— Begin THE DATA —

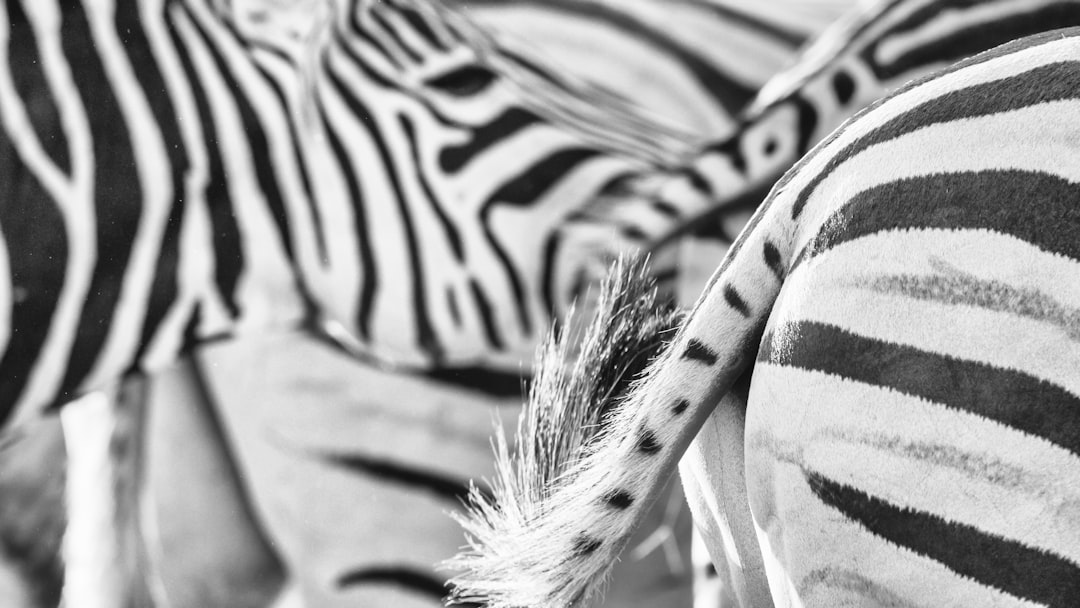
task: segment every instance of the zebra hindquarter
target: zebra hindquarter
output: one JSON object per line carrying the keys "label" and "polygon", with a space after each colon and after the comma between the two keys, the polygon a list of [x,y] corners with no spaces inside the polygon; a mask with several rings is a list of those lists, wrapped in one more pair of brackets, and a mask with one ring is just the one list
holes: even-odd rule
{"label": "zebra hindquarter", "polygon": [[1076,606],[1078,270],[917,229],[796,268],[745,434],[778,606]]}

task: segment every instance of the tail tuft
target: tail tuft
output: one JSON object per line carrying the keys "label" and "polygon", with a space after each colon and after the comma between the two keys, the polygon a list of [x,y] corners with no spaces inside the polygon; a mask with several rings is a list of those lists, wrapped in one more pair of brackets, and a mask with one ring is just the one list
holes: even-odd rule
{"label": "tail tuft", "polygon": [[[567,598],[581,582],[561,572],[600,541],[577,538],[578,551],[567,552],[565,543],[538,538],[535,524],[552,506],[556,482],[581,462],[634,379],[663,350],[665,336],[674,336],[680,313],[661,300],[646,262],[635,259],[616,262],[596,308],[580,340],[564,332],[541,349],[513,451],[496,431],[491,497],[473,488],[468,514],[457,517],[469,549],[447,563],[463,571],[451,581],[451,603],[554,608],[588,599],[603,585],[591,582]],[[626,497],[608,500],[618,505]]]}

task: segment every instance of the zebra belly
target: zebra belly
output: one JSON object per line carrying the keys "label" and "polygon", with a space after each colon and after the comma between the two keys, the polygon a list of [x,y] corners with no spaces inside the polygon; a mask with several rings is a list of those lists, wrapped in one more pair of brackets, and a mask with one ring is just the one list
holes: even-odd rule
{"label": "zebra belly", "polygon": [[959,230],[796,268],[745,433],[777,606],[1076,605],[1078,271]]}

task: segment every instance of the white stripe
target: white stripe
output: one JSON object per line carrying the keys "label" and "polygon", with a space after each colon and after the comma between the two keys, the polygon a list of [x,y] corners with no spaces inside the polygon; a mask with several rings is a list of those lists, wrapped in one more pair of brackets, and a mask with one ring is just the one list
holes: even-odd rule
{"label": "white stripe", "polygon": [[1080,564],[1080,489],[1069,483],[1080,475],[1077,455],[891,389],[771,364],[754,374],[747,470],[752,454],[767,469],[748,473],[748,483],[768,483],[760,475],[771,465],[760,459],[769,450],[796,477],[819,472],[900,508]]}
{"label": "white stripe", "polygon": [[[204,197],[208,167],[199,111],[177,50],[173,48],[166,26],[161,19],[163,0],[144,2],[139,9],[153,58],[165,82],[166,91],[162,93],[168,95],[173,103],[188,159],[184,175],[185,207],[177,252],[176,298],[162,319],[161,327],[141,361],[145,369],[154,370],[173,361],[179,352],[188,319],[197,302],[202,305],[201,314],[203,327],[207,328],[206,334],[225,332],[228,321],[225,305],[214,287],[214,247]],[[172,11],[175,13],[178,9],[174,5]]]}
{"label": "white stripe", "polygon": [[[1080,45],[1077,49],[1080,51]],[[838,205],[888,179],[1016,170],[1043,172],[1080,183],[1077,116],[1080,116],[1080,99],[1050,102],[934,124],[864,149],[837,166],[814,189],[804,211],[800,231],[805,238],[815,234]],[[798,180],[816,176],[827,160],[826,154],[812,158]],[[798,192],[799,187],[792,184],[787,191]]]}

— End THE DATA —

* [TASK BRIEF] Reproduce every line of the records above verbatim, omitting the pictures.

* [FULL ANSWER]
task: segment every instance of the zebra hindquarter
target: zebra hindquarter
output: one JSON object per line carrying the keys "label" and "polygon", with a space after each colon and after the comma between the two keys, the polygon a list of [x,y] corners with no spaces inside the polygon; a mask with several rings is a list of those lists, wrapped in one more pair of brackets, and a mask with one ring is just the one list
holes: even-odd rule
{"label": "zebra hindquarter", "polygon": [[1076,606],[1078,270],[917,229],[796,268],[745,434],[778,606]]}

task: segment every instance of the tail tuft
target: tail tuft
output: one JSON object per line carrying the keys "label" and "polygon", with a space after each colon and after the comma between the two keys, the polygon a list of [x,y] corners with no spaces inside the polygon; a mask with several rings is a list of those lists, wrapped in one more pair of brackets, and a mask with one ring is just the one list
holes: even-odd rule
{"label": "tail tuft", "polygon": [[[567,598],[581,582],[561,572],[600,541],[577,538],[578,551],[567,552],[565,543],[538,538],[535,524],[552,506],[556,482],[581,462],[634,379],[663,350],[665,336],[674,336],[680,313],[661,300],[646,262],[635,259],[616,262],[596,308],[580,340],[564,332],[541,349],[513,451],[496,431],[491,497],[473,488],[468,514],[457,517],[469,549],[447,563],[463,571],[451,581],[451,603],[554,608],[588,599],[603,585],[591,582]],[[626,497],[608,500],[618,505]]]}

task: segment every instance of the zebra belly
target: zebra belly
output: one JSON object per line carrying the keys "label" and "polygon", with a space after each colon and after the comma between the two keys, the polygon a list of [x,y] corners with no spaces inside the polygon; a mask with several rings is a list of those lists, wrapped in one more pair of brackets, and a mask with one ring is just the one list
holes: even-odd rule
{"label": "zebra belly", "polygon": [[959,230],[796,268],[745,433],[777,606],[1076,605],[1078,271]]}

task: segment every instance of the white stripe
target: white stripe
output: one JSON object per line carrying the keys "label" and "polygon", with a space after each colon and after the comma between the two keys, the polygon a list of [x,y] corners with no spaces inside the polygon; a mask with several rings is a list of those lists, wrapped in one more pair of brackets, and a mask with one ring is just the one list
holes: even-odd rule
{"label": "white stripe", "polygon": [[1080,564],[1080,489],[1069,483],[1080,475],[1077,455],[891,389],[771,364],[754,374],[747,470],[752,454],[767,469],[748,473],[748,483],[768,483],[760,475],[771,465],[760,459],[769,450],[796,477],[819,472],[900,508]]}
{"label": "white stripe", "polygon": [[[204,197],[208,167],[199,111],[177,50],[173,48],[166,26],[161,19],[163,0],[144,2],[139,9],[153,58],[165,82],[166,91],[162,93],[168,95],[173,103],[188,159],[184,175],[185,207],[177,252],[176,298],[162,319],[161,327],[141,361],[145,369],[154,370],[173,361],[179,352],[188,319],[197,302],[202,305],[201,314],[203,327],[207,328],[206,334],[225,332],[228,321],[225,305],[214,287],[214,247]],[[172,11],[175,13],[178,9],[174,5]]]}
{"label": "white stripe", "polygon": [[[1080,45],[1077,49],[1080,51]],[[838,205],[888,179],[1016,170],[1043,172],[1080,183],[1077,116],[1080,116],[1080,99],[1050,102],[934,124],[864,149],[837,166],[814,189],[804,211],[800,231],[805,238],[815,234]],[[798,180],[816,176],[827,160],[826,154],[812,158]],[[798,192],[799,187],[792,184],[787,191]]]}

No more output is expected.